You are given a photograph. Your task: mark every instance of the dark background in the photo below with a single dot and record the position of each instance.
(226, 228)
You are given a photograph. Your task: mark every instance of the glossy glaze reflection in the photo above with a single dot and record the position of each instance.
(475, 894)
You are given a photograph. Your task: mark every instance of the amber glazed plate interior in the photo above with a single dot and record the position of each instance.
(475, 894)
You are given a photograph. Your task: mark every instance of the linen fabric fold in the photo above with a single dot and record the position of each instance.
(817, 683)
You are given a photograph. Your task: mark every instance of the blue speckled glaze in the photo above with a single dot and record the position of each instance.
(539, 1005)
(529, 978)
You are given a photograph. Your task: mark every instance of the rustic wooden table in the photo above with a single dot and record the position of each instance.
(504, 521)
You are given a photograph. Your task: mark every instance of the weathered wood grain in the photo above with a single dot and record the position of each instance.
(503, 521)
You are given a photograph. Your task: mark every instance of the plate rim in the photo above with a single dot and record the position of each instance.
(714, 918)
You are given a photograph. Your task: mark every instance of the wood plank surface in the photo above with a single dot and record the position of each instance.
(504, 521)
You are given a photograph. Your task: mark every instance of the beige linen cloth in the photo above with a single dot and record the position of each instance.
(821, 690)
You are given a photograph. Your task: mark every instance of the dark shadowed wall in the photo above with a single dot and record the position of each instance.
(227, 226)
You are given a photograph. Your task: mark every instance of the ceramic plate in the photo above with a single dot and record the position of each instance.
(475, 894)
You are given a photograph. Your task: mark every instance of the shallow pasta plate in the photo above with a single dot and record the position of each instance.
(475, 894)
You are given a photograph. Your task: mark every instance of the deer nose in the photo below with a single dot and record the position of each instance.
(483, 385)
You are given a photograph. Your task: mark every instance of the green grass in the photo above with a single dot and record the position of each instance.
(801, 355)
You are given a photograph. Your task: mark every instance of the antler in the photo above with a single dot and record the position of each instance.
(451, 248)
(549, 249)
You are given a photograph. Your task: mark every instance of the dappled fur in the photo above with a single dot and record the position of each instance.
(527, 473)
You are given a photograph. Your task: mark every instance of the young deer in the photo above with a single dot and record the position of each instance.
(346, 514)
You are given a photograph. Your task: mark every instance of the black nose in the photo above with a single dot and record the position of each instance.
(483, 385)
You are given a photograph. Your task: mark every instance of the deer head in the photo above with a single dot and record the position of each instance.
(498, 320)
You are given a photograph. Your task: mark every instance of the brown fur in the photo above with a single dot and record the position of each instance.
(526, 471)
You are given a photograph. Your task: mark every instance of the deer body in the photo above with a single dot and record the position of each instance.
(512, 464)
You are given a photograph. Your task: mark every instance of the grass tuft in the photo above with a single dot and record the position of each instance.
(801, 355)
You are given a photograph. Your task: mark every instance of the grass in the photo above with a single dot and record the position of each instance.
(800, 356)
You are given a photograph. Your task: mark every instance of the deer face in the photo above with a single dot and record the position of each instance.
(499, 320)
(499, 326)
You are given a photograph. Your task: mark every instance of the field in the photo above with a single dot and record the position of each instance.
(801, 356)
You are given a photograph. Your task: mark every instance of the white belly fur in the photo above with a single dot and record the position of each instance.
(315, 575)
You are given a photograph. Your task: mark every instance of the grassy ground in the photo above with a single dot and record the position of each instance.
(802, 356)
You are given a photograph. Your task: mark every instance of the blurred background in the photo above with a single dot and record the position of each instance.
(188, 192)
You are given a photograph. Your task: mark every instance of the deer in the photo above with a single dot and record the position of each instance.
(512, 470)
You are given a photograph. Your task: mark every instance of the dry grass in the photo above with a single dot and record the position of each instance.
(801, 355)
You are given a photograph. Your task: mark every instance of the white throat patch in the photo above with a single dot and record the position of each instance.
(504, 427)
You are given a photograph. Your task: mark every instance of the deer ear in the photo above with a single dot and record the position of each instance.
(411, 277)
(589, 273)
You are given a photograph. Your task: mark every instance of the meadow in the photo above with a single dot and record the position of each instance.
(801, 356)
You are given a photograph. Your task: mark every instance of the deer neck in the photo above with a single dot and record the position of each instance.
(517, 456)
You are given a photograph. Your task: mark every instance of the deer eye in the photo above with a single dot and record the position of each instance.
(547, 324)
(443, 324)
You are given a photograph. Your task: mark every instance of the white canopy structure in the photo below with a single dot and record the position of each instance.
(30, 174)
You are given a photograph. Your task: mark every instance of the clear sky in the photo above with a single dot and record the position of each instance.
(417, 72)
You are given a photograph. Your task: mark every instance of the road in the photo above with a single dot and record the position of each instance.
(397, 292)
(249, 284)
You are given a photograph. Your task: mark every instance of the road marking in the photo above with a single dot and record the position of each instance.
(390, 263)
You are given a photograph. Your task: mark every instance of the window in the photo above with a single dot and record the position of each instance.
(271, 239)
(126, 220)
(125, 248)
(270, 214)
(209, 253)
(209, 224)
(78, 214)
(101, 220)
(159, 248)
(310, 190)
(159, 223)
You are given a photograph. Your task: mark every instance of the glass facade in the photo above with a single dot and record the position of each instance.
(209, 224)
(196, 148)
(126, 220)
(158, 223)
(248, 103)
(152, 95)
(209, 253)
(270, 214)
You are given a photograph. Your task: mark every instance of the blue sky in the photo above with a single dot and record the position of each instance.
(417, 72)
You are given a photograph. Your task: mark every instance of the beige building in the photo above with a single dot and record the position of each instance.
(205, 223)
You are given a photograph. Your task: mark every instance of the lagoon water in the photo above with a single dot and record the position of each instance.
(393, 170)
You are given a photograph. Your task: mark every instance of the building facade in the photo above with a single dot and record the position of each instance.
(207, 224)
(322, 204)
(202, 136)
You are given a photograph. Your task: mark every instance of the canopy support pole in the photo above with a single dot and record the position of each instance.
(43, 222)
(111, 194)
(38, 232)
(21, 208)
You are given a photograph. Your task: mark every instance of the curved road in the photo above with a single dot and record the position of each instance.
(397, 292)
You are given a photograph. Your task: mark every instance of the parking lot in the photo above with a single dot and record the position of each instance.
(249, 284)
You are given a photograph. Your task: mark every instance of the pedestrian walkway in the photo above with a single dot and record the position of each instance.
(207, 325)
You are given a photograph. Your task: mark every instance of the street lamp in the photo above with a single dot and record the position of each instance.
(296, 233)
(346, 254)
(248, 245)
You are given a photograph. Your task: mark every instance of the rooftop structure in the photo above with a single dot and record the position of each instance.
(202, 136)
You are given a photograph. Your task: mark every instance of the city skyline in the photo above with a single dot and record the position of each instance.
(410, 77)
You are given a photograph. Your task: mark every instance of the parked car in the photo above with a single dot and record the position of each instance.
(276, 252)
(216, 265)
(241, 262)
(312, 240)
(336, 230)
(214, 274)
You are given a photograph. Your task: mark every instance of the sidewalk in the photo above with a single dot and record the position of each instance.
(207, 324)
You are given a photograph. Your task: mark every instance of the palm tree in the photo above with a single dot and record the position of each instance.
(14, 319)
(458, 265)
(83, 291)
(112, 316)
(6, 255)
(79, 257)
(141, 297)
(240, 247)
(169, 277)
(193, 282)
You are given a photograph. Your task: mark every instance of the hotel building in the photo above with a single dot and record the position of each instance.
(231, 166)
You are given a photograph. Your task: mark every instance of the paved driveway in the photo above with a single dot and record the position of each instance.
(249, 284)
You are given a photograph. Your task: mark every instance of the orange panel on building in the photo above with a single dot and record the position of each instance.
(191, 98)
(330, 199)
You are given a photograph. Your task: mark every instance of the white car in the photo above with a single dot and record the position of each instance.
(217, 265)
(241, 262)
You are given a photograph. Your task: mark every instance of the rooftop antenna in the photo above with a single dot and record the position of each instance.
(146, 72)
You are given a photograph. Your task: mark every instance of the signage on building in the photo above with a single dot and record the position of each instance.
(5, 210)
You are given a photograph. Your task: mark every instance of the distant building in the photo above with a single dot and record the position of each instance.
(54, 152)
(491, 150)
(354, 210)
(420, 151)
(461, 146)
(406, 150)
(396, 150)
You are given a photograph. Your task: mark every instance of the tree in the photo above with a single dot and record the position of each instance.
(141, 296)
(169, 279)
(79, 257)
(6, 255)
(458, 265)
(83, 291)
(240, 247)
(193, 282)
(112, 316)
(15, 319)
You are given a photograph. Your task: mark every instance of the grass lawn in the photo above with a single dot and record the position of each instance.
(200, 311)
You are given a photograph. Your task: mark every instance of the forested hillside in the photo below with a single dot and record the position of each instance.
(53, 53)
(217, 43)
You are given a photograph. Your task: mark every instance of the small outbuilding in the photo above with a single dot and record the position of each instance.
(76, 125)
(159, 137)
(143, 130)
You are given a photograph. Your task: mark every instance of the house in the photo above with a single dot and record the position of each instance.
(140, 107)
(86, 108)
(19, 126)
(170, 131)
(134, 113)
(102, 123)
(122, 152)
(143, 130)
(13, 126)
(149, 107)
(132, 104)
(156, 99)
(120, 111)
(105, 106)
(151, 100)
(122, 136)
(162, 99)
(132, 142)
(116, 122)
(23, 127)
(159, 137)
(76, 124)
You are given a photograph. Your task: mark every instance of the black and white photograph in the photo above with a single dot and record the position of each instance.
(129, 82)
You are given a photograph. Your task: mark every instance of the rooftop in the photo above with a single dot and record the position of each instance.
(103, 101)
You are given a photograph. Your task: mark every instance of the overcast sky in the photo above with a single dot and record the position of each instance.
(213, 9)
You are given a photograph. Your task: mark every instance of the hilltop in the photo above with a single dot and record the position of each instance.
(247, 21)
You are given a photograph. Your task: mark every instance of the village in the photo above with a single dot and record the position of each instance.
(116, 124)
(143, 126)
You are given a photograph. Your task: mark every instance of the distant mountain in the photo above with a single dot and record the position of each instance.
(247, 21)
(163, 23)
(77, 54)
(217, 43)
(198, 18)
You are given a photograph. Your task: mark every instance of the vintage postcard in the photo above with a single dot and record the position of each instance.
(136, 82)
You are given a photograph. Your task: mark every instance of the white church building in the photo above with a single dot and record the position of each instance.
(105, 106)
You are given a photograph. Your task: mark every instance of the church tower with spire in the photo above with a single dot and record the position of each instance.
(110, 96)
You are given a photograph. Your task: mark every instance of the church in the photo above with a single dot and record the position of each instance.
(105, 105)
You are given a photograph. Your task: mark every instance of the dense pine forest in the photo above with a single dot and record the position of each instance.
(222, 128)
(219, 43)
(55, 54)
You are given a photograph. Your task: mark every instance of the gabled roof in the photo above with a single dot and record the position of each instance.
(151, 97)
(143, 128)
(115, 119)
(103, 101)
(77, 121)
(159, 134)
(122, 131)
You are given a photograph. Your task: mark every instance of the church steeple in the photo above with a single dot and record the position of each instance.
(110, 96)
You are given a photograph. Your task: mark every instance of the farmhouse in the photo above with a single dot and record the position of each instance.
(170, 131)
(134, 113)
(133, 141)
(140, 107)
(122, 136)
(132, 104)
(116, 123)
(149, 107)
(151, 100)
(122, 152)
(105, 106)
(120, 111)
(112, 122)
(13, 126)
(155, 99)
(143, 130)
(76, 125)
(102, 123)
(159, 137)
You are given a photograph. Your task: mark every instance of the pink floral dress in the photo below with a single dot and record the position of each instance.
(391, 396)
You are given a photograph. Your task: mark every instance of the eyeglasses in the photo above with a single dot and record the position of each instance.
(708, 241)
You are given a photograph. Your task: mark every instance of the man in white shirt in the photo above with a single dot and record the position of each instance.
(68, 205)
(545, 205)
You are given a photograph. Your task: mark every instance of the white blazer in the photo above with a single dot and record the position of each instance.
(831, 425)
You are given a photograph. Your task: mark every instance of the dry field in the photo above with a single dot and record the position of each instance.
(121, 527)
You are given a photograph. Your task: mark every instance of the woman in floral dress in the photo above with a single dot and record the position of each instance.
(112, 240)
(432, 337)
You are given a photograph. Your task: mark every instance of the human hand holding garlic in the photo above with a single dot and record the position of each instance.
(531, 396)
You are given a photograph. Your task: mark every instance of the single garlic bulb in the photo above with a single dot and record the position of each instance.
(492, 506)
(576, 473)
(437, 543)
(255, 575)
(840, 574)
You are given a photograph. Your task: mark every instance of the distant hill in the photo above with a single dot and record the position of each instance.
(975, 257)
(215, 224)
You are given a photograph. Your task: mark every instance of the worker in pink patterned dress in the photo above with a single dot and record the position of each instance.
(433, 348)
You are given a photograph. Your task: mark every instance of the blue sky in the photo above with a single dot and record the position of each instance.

## Problem to solve
With the line containing "the white blazer" as the first and the last line of the records as the final one, print exactly the lines in that span.

## Output for this task
You are given a photograph. Your task: mark every instance of the white blazer in the photo above with a single dot and record the position of each instance.
(831, 425)
You are given a photograph. Your task: mark every instance of the dry field in the photo above with a single dot and record the position of each instance.
(121, 527)
You are given a photograph. Your task: mark every instance of the woman in floral dress in the photo above with a single dot and record the position of each instance.
(112, 240)
(432, 337)
You are given a photograph. Your task: mark every instance of the human hand holding garlic in the photo above with a single dot and record the position of each instance.
(531, 396)
You are given a photograph. Your task: mark every instance of the single garlic bulb in the photo above with a single dot and record the position of each instance.
(492, 506)
(576, 473)
(437, 543)
(255, 575)
(840, 574)
You are given a photograph. Your task: mark every instance of the distant hill in the photo above with a single dot and record the position of each instance.
(975, 257)
(215, 224)
You are given a photograph. Your task: mark every instance of the worker in pink patterned dress in the photo above with a single dot and record the position of each instance.
(433, 348)
You are given a photograph. Your task: mark every instance of the blue sky in the photo above with a single dot and record the position of each instance.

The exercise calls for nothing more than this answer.